Work task – Transcribe each record below character for character.

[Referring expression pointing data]
········
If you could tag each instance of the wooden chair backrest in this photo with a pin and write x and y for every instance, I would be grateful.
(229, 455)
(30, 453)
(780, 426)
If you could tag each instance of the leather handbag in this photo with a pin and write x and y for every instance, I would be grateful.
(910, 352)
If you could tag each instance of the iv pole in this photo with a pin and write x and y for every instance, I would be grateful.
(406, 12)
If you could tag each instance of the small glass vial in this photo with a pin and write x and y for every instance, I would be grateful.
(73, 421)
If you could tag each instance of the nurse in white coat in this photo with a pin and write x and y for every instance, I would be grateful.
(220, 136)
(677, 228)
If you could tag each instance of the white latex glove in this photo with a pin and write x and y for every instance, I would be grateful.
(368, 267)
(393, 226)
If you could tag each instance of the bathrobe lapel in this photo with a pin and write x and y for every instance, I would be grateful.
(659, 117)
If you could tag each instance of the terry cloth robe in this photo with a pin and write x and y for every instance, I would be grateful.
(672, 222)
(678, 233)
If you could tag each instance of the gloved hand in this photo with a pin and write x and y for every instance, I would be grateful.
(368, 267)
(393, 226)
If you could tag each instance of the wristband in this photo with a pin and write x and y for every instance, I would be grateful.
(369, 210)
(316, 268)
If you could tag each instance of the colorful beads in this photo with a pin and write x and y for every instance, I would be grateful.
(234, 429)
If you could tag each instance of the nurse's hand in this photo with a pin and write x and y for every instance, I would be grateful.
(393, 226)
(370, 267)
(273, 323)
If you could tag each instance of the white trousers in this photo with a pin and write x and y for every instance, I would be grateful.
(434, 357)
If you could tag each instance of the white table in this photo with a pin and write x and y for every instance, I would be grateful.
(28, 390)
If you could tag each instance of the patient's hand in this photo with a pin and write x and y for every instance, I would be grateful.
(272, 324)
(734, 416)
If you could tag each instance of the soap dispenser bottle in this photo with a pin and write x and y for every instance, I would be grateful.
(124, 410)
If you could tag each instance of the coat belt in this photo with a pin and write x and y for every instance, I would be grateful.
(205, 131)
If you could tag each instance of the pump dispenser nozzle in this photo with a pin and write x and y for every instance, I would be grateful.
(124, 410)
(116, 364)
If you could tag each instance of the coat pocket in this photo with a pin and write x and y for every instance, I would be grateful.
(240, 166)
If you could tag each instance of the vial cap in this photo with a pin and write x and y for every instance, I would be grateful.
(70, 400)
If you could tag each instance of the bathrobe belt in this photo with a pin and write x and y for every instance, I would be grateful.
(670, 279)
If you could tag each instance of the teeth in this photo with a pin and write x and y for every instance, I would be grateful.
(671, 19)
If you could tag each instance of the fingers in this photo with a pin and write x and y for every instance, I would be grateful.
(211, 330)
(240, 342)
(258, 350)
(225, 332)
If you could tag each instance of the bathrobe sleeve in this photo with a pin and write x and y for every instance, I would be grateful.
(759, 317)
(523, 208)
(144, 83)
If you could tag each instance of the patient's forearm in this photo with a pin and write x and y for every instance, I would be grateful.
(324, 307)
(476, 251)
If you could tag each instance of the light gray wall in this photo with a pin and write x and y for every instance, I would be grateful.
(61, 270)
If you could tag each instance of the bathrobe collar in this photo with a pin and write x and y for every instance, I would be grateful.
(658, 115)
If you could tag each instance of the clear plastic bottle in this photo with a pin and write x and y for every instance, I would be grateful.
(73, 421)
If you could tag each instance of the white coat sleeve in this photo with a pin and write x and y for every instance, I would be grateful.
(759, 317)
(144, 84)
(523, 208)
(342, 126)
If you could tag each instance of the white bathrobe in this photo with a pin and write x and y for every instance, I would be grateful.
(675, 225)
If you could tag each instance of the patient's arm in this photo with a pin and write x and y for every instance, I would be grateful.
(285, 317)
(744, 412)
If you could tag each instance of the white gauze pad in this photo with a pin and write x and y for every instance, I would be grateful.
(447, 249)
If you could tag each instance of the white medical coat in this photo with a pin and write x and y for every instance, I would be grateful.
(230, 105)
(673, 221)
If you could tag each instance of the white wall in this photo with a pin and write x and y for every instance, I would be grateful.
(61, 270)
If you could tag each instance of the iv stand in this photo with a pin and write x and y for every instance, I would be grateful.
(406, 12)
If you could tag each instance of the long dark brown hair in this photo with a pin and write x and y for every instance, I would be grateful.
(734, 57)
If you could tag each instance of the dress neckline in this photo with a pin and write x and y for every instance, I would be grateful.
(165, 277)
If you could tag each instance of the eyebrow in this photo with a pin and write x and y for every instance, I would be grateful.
········
Reply to the task –
If you could tag each instance of the wooden chair backrest in this photo with a pin and write x and y for every instance, I would be grateful.
(229, 455)
(30, 453)
(780, 426)
If you could tag each instance of the leather handbag in this photo with a pin and write x and y for every instance, I would be grateful.
(910, 352)
If you could tag each instance of the iv pole in this photo with a pin and write x and y for every instance, I would be grateful.
(406, 12)
If you could tag each instance of the small glass vial in this photo with a pin and write x and y for every instance, I would be grateful.
(73, 421)
If you could tag each instance of the nurse in white coat in this photo with a pin and write x and y for every instance, I would be grateful.
(220, 136)
(677, 228)
If you could tag each instance of the white latex glove in this photo with a pin and write x and y for every instance, I would be grateful.
(368, 267)
(393, 226)
If you could tag each instance of the bathrobe lapel in this photo with a pin and write x and y for every instance, I would be grateful.
(659, 117)
If you could tag each instance of the terry cloth robe in this photo with a pin and write x and y for every instance, I would be grateful.
(672, 222)
(678, 233)
If you could tag each instance of the gloved hand in this photo with a pin and write x and y for every instance, I would be grateful.
(368, 267)
(393, 226)
If you could tag each instance of the wristband in this photo with a pin and write x and y for every instance, I would be grateful.
(369, 210)
(316, 268)
If you could tag each instance of the colorful beads in this photo with a pin and write x and y for every instance, I would be grateful.
(234, 429)
If you could tag each instance of the nurse's hand in this photo with a pin and write x and y for every instance, I would be grateful.
(393, 226)
(370, 267)
(273, 323)
If you could tag each instance of the white trousers in this photo with a pin and write x and y for every instance, I would be grateful.
(434, 357)
If you could tag each instance of the white table in this photo with a pin and write x and y for every instance, I would be grateful.
(28, 390)
If you could tag each instance of the patient's hand in this photo with a pin and write x and y for every instance, I would be grateful.
(272, 324)
(734, 416)
If you could tag each instance of the soap dispenser bottle in this photo with a pin and write x and y for every instance, I would be grateful.
(124, 410)
If you could tag each instance of the coat belt in this photo with a pin and write x and y for every instance, I would be grateful.
(205, 131)
If you could tag each instance of the pump dispenser nozzle in this photo with a pin and write x and y for every instance, I would be grateful.
(124, 410)
(116, 364)
If you could tag each instance of the coat pocket in this photo with a pin and write x and y for every instance, I would be grateful.
(240, 166)
If you could tag each instance of the vial cap in this photo with a pin and write x and y for every instance, I would be grateful.
(70, 400)
If you could tag each instance of the bathrobe belt in this photo with a pin and write x and y for every instance, I would be grateful.
(670, 279)
If you could tag each instance of the teeth in this photo with a pin and write x and y for every instance, I would be grateful.
(671, 19)
If you could tag each instance of the fingers in this photo with a pin and write x and y for every instance, I would be grateful.
(211, 330)
(240, 342)
(258, 350)
(225, 332)
If you could tag each instance of the bathrobe sleeve in this photo with a pin and write x and y for every instance, I would be grateful.
(759, 317)
(523, 208)
(144, 83)
If you could tag each instance of the patient's forearm in this photo with a pin and write x and y for every instance, I would be grateful.
(324, 307)
(476, 251)
If you could tag each instance of the light gray wall in this photo with a pin and write x and y for every instance, I would be grateful.
(61, 270)
If you could tag each instance of the bathrobe collar in this photo with a pin and write x and y for every instance, I would be grateful.
(658, 115)
If you could tag each instance of the clear plastic bottle in this photo with a pin and write x and y for every instance, I would be grateful.
(73, 421)
If you could tag each instance of the white coat sleeve in this photo with a pin and write x and y for every instance, I would be grateful.
(759, 317)
(144, 84)
(523, 208)
(342, 126)
If you could tag each instance of the white bathrobe in this photo with a pin and write x and y for every instance, I would be grateful.
(675, 225)
If you could tag each instance of the patient's arm in this photo with a pin and write x and y for every instance, I would be grateful.
(285, 317)
(744, 412)
If you could tag each instance of the white gauze pad in this photo with a pin and write x and y for every instance, I would be grateful.
(447, 249)
If you could tag each instance of the white medical coat in this photo with a pin and write x and y for every instance, I would be grateful.
(230, 105)
(673, 221)
If you could tag each instance of the white wall in this photo with a pin and write x and y for every instance, I would be grateful.
(61, 270)
If you could tag each instance of the iv stand in this photo with a pin and write x and y for every instance, I would be grateful.
(406, 12)
If you could tag each instance of the long dark brown hair in this photo with a pin and write x and y for every instance, I would be grateful.
(734, 57)
If you could tag each instance of the dress neckline in this photo with a pin and write x and y for every instance, I would be grateful.
(165, 277)
If you could tag each instance of the eyebrow in this photo with a pin and write x and y for every instance, I would be grateful.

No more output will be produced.